───── Document

Querying external CSV, TSV and JSON files from your Autonomous Data Warehouse

I would like to provide here some practical examples and best practices of how to make use of the powerful data loading and querying features of the Autonomous Data Warehouse (ADW) in the Oracle Cloud. We will dive into the meaning of the more widely used parameters, which will help you and your teams derive business value out of your Data Warehouse in a jiffy! An extremely useful feature of this fully managed service is the ability to directly query data lying in your external object store, without incurring the time and cost of physically loading your data from an object store into your Data Warehouse instance.

The DBMS_CLOUD.CREATE_EXTERNAL_TABLE package & procedure enables this behavior, creating a table structure over your external object store data, and allowing your ADW instance to directly run queries and analyses on it.

A few pre-cursor requirements to get us running these analyses:

Make sure you have a running ADW instance, a credentials wallet and a working connection to your instance. If you haven’t done this already follow Lab 1 in this tutorial.

──────────

** Stated goal A **
Please return every line of the records that contains the string "monitor", treating uppercase and lowercase as different.

───── Input data

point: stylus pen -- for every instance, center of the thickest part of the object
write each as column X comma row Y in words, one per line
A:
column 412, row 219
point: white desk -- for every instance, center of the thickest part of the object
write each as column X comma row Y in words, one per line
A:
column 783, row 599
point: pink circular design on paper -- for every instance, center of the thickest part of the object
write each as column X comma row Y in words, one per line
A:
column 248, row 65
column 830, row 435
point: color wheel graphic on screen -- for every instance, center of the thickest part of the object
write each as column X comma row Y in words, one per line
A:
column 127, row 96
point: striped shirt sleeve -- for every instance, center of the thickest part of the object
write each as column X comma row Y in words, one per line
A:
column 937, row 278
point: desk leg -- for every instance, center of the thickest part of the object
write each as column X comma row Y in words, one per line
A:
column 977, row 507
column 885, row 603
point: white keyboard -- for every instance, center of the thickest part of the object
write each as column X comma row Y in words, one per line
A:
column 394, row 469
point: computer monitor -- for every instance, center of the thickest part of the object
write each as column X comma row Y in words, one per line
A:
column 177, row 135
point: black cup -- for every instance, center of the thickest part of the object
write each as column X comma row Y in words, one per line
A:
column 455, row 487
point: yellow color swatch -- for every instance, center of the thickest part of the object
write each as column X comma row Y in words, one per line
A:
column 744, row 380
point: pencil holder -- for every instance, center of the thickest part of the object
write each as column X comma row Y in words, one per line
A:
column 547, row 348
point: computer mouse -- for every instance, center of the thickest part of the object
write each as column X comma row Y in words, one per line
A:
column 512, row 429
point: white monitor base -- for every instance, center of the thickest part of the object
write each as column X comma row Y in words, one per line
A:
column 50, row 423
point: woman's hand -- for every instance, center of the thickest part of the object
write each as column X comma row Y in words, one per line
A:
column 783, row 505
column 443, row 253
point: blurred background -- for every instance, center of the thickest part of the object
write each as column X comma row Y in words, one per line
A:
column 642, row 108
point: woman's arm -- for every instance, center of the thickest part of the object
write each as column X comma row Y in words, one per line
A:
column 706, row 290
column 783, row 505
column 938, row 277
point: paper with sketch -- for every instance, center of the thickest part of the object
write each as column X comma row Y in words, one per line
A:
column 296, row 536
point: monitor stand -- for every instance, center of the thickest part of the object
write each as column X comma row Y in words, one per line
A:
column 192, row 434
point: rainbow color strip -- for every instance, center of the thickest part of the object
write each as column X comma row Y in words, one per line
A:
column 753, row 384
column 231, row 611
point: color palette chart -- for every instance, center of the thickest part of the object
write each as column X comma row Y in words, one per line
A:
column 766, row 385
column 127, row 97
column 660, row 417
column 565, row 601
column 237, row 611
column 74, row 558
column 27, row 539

──────────

** Stated goal B **
Update the article on querying external files from "Querying external CSV, TSV" up to and including "Data Warehouse instance.", putting "in no time" in place of "in a jiffy".

** Final result A **
point: computer monitor -- for every instance, center of the thickest part of the object
point: white monitor base -- for every instance, center of the thickest part of the object
point: monitor stand -- for every instance, center of the thickest part of the object

** Final result B **
Querying external CSV, TSV and JSON files from your Autonomous Data Warehouse

I would like to provide here some practical examples and best practices of how to make use of the powerful data loading and querying features of the Autonomous Data Warehouse (ADW) in the Oracle Cloud. We will dive into the meaning of the more widely used parameters, which will help you and your teams derive business value out of your Data Warehouse in no time! An extremely useful feature of this fully managed service is the ability to directly query data lying in your external object store, without incurring the time and cost of physically loading your data from an object store into your Data Warehouse instance.